▶ _Tasks to carry out_
1) Please copy from the daily US cash deficit post, word for word, the passage from "The US Daily Cash Deficit for 6/26/2013" up to and including "by a healthy margin.".
2) According to the daily US cash deficit post, what was the deficit on 6/25/2013?

** Start Text block **

6/27/2013 Daily US Cash Deficit

The US Daily Cash Deficit for 6/27/2013 was $7.0B dropping the June 2013 Surplus down to $51B with 1 day left.

06-27-2013 USDD

Tomorrow is going to be polluted with the extra 2012 payments and the Fannie Mae Funny Money in 2013, so this may be the cleanest shot we get at the fundamentals. So from this year’s 51B surplus, I would just subtract the $35B timing benefit to get down to $16B Surplus, a $42B improvement over last year. Not bad at all really. The real question is….what are we going to see next January. In theory, given constant rates, revenues should roughly grow in line with GDP and population growth…so maybe a few percent. If we are posting sub 5% YOY growth next year, lookout!!

6/26/2013 Daily US Cash Deficit

The US Daily Cash Deficit for 6/26/2013 was $8.7B….and was $3.8B on 6/25/2013, which I did not get a chance to post yesterday. With two days left the surplus is sitting at $58B for the month. With moderate deficits likely over the next 2 days, a $50B surplus would normally be a good estimate….not too shabby. However…supposedly a $60B or so payment from Fannie Mae is to be paid in June….though there seems to be no news on this for over a month. If it does happen, and I have no reason to believe it won’t…(it could be close to $70B with Freddie added in)…obviously the number could come in much higher…exceeding even my last guestimate of a $100B surplus by a healthy margin.

** End Text block **
** Start Stored rows **

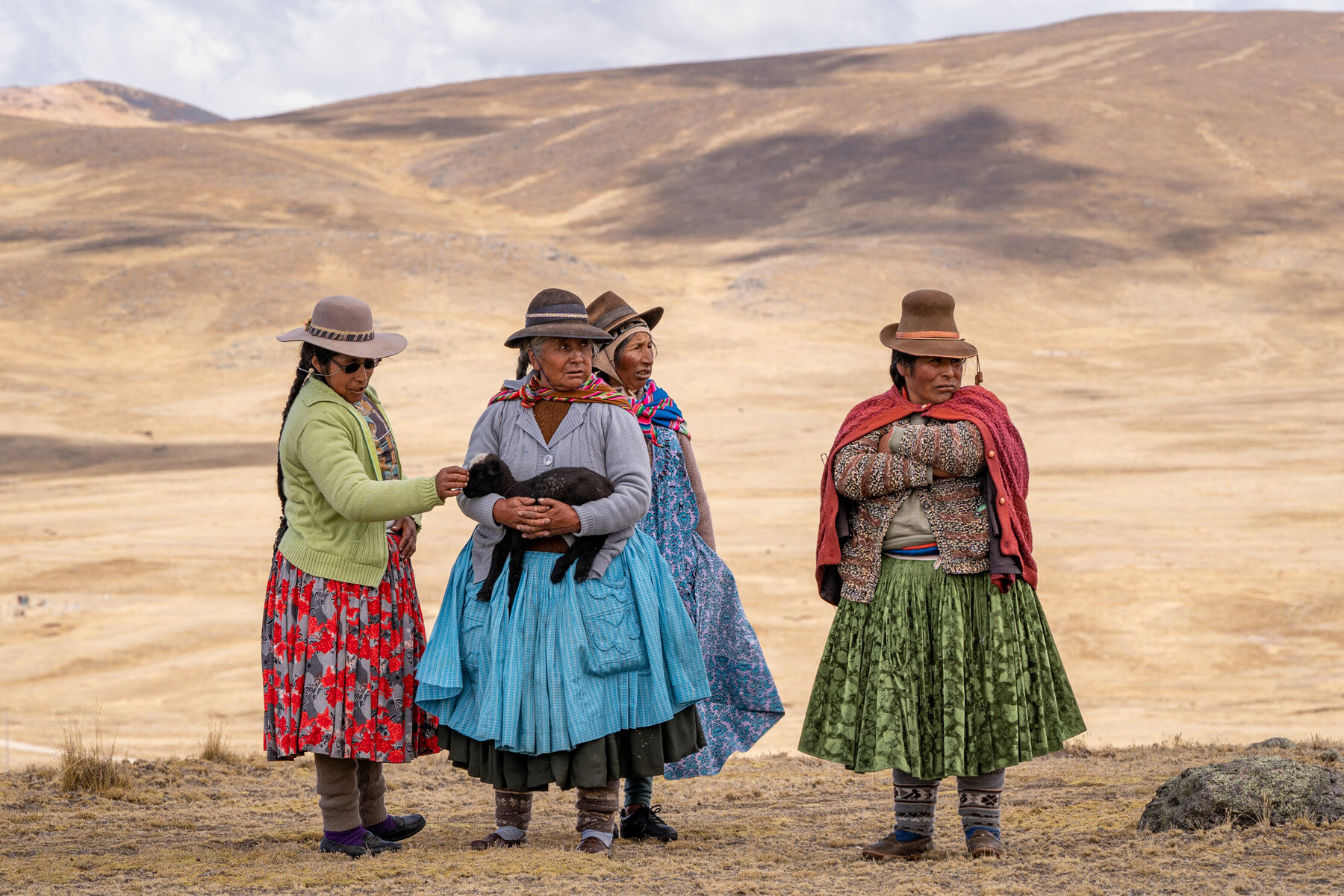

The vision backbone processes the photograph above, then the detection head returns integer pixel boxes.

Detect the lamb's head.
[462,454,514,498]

** End Stored rows **
** Start Stored rows **

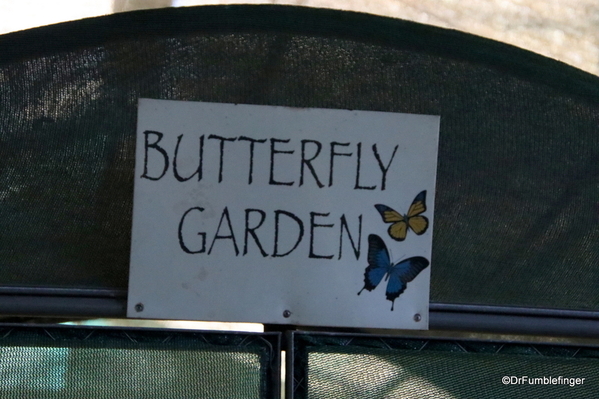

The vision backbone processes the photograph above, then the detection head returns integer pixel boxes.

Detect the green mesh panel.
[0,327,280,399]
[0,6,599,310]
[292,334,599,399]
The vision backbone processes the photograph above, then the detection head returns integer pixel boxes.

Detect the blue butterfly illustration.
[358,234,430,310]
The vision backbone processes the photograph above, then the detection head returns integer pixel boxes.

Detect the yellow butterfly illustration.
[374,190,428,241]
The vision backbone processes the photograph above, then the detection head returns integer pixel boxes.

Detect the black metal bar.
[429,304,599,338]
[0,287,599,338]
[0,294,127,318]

** End Stored rows **
** Start Stored rows **

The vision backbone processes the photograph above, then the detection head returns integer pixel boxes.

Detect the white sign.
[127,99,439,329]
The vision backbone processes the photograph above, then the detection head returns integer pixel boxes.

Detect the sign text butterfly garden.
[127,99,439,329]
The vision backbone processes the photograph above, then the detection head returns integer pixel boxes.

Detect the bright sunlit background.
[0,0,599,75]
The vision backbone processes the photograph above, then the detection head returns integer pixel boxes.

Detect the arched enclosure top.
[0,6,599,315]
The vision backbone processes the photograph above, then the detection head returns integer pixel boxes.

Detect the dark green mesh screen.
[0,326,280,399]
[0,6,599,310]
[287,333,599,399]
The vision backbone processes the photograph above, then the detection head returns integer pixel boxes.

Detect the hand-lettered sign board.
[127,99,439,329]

** End Stored rows **

▶ _Answers to the exercise_
1)
The US Daily Cash Deficit for 6/26/2013 was $8.7B….and was $3.8B on 6/25/2013, which I did not get a chance to post yesterday. With two days left the surplus is sitting at $58B for the month. With moderate deficits likely over the next 2 days, a $50B surplus would normally be a good estimate….not too shabby. However…supposedly a $60B or so payment from Fannie Mae is to be paid in June….though there seems to be no news on this for over a month. If it does happen, and I have no reason to believe it won’t…(it could be close to $70B with Freddie added in)…obviously the number could come in much higher…exceeding even my last guestimate of a $100B surplus by a healthy margin.

2) $3.8B